◆ **TEXT BLOCK**
========

Funnily enough, when you look at tobacco use in India, men and women both use a lot of tobacco. So one in three adult men, one in three adult women, both in urban and rural areas, use some form of tobacco, either smoked or chewed. We see plenty of women with oral cancer, some of them are tobacco-related, some are not. And for some reason, there’s an increasing epidemiological trend of younger women without any tobacco and alcohol history.

Myth 4: Oral cancer is not treatable

One thing I really want to put on record is that oral cancer is very treatable. We have data that we put out from our group, other groups in India, all over the country — we have excellent cure rates. Even advanced oral cancer has better cure rates than many other cancers. Once diagnosed we identify the extent of the disease and treat them accordingly, usually with surgery or sometimes surgery along with radiotherapy. It depends on the stage.

Myth 5: There is going to be a lot of deformity post-surgery

It not true that patients have to be left deformed. Each patient is treated differently and the treatment options have exploded. The way we treat patients has fundamentally remained the same. But when we look at reconstruction and we look at rehabilitation, we are able to do a lot now than before. So very often if we have to remove multiple teeth, we can reconstruct and give the patient a full set of teeth at the same time. They wake up from surgery with a full set of teeth, no scars on the face, no deformity, and good symmetry between both sides of the face.

Unfortunately, this wasn’t available 20 years ago. With the expansion in technology, with the expansion in expertise and techniques, we are able to do this even for patients who are not very economically well-off. The cost of all of this has come down considerably. The expertise is available now.

========

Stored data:
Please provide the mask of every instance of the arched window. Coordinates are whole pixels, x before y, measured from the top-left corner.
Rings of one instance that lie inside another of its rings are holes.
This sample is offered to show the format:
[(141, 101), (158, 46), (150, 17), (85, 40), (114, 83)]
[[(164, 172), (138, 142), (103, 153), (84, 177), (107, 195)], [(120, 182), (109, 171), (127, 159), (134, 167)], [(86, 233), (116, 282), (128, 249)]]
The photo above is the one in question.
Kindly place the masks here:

========

◆ **ACTION ITEM A**
Repeat the text on oral cancer myths word for word, everything from "Myth 4: Oral" down to "on the stage.".
◆ **ACTION ITEM B**
Pick up the text on oral cancer myths after its final sentence and continue writing it.

◆ **EXPECTED ANSWER A**
Myth 4: Oral cancer is not treatable

One thing I really want to put on record is that oral cancer is very treatable. We have data that we put out from our group, other groups in India, all over the country — we have excellent cure rates. Even advanced oral cancer has better cure rates than many other cancers. Once diagnosed we identify the extent of the disease and treat them accordingly, usually with surgery or sometimes surgery along with radiotherapy. It depends on the stage.

◆ **EXPECTED ANSWER B**
Oftentimes, patients with oral cancer don’t seek treatment because they are afraid of deformity and dysfunction. That’s not the case anymore. Even if you come in with advanced disease, you’re treated appropriately, your rehabilitation and reconstruction are planned appropriately. By the time you go home from the hospital, you will be eating, talking, and appearing normal.

Also Read: Early detection and preventive measures are the best defences against cancer

Q. How soon should someone seek treatment after noticing symptoms of oral cancer?

A. You lose nothing by getting an evaluation. It may not be cancer in the majority of patients. But just know that your cure rate in stage one is 85 to 90 percent, while for stage four it is about 50 percent. So a few months can cut your survival into half.

Q. What about the recurrence of oral cancer post-surgery?

An issue we see in some cancers is that sometimes it recurs. Whatever we do, some of them recur but the vast majority don’t.

If we treat patients appropriately, which means that we stage them properly and we complete the treatment in one shot, the vast majority of patients are cured.

We’ve gone beyond the point where we write off anybody with a recurrent cancer saying, “I’m sorry, the disease has come back and there’s nothing you can do.”